→ Exercise
Could you rewrite the lines below, changing every "draw a box around it" to "mark it with a box" and leaving everything else the same?

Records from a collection
____

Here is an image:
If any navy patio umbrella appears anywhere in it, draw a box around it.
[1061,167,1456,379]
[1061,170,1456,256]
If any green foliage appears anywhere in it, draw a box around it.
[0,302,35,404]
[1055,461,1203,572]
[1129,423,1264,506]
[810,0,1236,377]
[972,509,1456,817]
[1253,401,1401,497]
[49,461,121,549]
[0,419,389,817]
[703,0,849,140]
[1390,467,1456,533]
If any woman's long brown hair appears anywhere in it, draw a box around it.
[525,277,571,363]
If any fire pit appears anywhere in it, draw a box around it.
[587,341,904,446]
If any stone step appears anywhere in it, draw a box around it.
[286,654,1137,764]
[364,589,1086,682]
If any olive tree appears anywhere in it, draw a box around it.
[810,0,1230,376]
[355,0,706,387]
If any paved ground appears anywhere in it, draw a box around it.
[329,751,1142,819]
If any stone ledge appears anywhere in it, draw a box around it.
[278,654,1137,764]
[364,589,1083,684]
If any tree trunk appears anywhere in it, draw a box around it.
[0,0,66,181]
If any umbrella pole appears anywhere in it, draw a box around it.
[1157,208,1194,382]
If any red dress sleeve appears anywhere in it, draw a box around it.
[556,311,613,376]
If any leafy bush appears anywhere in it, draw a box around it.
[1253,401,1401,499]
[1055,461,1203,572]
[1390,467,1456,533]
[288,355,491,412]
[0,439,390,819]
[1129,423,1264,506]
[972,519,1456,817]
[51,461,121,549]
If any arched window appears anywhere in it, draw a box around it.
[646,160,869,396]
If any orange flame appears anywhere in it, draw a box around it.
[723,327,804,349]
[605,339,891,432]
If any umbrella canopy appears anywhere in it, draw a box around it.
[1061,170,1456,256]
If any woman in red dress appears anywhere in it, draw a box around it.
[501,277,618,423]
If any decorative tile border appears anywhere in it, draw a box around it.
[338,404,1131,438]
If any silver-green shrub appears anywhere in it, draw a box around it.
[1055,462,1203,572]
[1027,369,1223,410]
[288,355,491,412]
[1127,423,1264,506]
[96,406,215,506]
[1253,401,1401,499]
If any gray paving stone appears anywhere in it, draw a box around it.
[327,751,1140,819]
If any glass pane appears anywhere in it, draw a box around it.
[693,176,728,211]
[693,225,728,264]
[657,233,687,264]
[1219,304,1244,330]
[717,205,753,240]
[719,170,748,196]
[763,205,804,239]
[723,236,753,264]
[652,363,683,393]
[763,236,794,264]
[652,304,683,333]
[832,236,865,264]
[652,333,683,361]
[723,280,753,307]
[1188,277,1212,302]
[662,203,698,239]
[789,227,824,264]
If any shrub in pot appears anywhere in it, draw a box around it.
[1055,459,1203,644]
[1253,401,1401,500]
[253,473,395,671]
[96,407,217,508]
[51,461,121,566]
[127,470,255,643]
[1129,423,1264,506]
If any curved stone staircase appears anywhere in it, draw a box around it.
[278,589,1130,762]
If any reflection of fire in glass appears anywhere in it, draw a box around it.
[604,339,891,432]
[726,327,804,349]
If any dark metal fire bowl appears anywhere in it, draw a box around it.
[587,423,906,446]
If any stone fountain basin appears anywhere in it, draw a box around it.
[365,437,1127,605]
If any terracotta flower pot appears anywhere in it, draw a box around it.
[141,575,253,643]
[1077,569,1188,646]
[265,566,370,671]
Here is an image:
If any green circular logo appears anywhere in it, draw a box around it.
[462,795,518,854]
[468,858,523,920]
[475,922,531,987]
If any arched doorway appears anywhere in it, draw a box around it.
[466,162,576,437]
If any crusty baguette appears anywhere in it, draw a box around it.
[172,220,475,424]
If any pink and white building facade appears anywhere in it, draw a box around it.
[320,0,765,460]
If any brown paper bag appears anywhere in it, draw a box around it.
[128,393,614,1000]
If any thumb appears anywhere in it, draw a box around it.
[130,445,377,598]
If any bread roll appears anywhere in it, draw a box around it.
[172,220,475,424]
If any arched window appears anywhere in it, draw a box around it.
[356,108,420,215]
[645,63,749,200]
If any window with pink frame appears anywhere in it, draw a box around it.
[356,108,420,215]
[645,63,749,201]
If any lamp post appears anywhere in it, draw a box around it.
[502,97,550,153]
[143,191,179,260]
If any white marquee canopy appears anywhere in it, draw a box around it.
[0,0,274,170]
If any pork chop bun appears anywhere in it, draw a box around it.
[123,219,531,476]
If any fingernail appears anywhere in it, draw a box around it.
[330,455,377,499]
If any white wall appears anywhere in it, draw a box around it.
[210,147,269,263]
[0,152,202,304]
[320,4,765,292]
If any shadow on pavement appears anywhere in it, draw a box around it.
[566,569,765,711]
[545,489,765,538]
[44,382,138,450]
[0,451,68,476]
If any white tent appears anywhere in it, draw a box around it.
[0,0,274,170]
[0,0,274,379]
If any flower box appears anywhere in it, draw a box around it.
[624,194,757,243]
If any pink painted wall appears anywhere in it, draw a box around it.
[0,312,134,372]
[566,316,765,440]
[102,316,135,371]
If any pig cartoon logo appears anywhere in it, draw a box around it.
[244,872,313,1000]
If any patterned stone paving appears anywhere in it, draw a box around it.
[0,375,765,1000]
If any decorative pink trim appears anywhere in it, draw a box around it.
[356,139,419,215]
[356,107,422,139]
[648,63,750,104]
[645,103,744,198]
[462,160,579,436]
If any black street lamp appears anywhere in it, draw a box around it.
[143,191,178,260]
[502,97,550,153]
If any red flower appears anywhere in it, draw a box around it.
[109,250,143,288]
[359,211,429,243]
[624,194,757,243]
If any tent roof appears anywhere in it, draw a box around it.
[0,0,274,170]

____

→ Written response
Here is an image:
If any navy patio umbrella appears anywhere in it, mark it with a box.
[1061,167,1456,379]
[1061,170,1456,256]
If any green foliage appears anywhere in it, mark it with a box.
[0,302,35,404]
[1055,461,1203,572]
[1129,423,1264,506]
[810,0,1236,377]
[972,509,1456,817]
[1253,401,1401,497]
[49,461,121,549]
[0,419,389,817]
[703,0,849,140]
[1390,467,1456,533]
If any woman's long brown hair appears anywhere in it, mark it with a box.
[525,277,571,363]
If any fire pit appears anywhere in it, mark it with a box.
[587,341,904,446]
If any stone step appears anywhere in it, mark it with a box.
[286,654,1137,764]
[364,589,1086,682]
If any olive tree appears anywhere in it, mark it with a box.
[810,0,1230,376]
[355,0,706,387]
If any paved ground appears anywhere in it, mark it with a box.
[329,751,1142,819]
If any stone ledge appears anywhere in it, mark it with a box.
[278,654,1137,764]
[364,589,1083,684]
If any tree trunk appears anywhere in it, mark it with a box.
[0,0,66,181]
If any umbrella pole appears anywhere in it, mark it with a box.
[1157,208,1194,382]
If any red dress sleeve appears anywhere in it, mark it with a box.
[556,311,613,376]
If any leafy bush appears anywhere in it, mark it with a box.
[1253,401,1401,499]
[1055,461,1203,572]
[1390,467,1456,533]
[288,355,491,412]
[0,439,390,819]
[1129,423,1264,506]
[972,519,1456,817]
[51,461,121,549]
If any arched window appears anywhere in it, mark it with a box.
[646,160,869,396]
If any orange flame appears anywhere in it, mark it with a box.
[723,327,804,349]
[605,339,891,432]
If any umbrella canopy appears anywhere in it, mark it with a box.
[1061,170,1456,256]
If any woman in red dress appears anywhere in it, mark it with a box.
[501,277,618,423]
If any decorative tile border appears anywhere in it, mark it with a box.
[338,404,1131,438]
If any silver-green shrub appears anywhere in it, mark it with a box.
[1055,462,1203,572]
[1027,369,1223,410]
[288,355,491,412]
[1127,423,1264,506]
[96,406,215,506]
[1253,401,1401,499]
If any gray paving stone appears anywhere in it, mark it with a box.
[327,751,1140,819]
If any glass pane appears anywhere in it, mark it with a box.
[693,176,728,211]
[693,225,728,264]
[657,233,687,264]
[1219,304,1244,330]
[717,205,753,240]
[719,170,748,196]
[763,205,804,239]
[723,236,753,264]
[652,363,683,393]
[763,236,794,264]
[652,304,683,333]
[832,236,865,264]
[652,333,683,361]
[723,280,753,307]
[1188,277,1212,302]
[662,203,698,239]
[789,227,824,264]
If any shrub in pot appears anywhere in it, mark it with a box.
[1055,459,1203,644]
[1253,401,1401,500]
[253,473,395,671]
[96,407,217,508]
[51,461,121,566]
[127,470,255,643]
[1129,423,1264,506]
If any curved stone staircase appears anywhere in it, mark it with a box.
[278,589,1130,762]
If any reflection of fire in glass appears anywhere in it, mark it with a box.
[604,339,891,432]
[726,327,804,349]
If any dark metal fire bowl appears anywhere in it, mark it with a box.
[587,423,906,446]
If any stone fountain basin appears anywhere in it, mark it with a box.
[365,437,1127,605]
If any terracotta flower pot appears anywhere in it, mark it with a box.
[141,575,253,643]
[1077,569,1188,646]
[265,566,370,671]
Here is an image:
If any green circular logo appears anywhere in it, mark it with a box.
[462,795,518,854]
[468,858,523,920]
[475,922,531,987]
If any arched doorway appears anywhere in it, mark it with a box.
[466,162,576,437]
If any crusty baguette appears anywhere in it, mark it with a box.
[172,220,475,424]
If any pink and white building facade appears anywhere in it, mark it with a box.
[320,0,765,460]
If any brown paper bag appears anywhere in it, mark it with a box.
[128,393,614,1000]
If any thumb appears anywhere in it, mark it with a box.
[130,445,377,598]
If any bread roll appears anywhere in it, mark it with a box.
[172,220,475,424]
If any arched window appears anywhere in it, mark it with a box.
[356,108,420,215]
[645,63,749,200]
If any window with pink frame appears anywhere in it, mark it with a box.
[356,108,420,215]
[645,63,749,201]
If any lamp post appears anywhere in it, mark it with a box.
[502,97,550,153]
[143,191,179,260]
If any white marquee canopy appears anywhere in it, mark it with a box.
[0,0,274,170]
If any pork chop bun appears anywhere in it, mark it with a box.
[123,219,531,476]
If any fingernail appears anywhere in it, mark it with a box.
[330,455,377,499]
If any white wall appears anywhere in it, mark it with a box.
[210,147,269,263]
[0,152,202,304]
[320,4,765,292]
If any shadow on pavement appears anywhere in it, mark it with a box.
[566,569,765,711]
[545,489,765,538]
[44,382,138,450]
[0,451,68,476]
If any white tent appears anywhere in it, mark it with a box.
[0,0,274,170]
[0,0,274,379]
If any flower box appears anywhere in it, mark it with a box.
[624,194,757,243]
If any pink painted wall appears anywhere in it, mark it with a box.
[0,312,134,372]
[566,316,765,440]
[102,316,135,371]
If any pig cartoon logo appears anywhere in it, mark it with a box.
[244,872,313,1000]
If any patterned stone paving appears anywhere in it, mark it with a box.
[0,375,765,1000]
If any decorative pink trim appears anywhere in it, mark it with a box.
[356,139,419,215]
[356,107,422,139]
[648,63,750,104]
[645,103,744,198]
[462,160,579,436]
If any black street lamp appears anywhere in it, mark it with a box.
[143,191,178,260]
[502,97,550,153]
If any red flower appears anywhere in it, mark it with a box.
[109,250,143,288]
[359,211,429,243]
[624,194,757,243]
If any tent roof appears anywhere in it, mark it with a box.
[0,0,274,170]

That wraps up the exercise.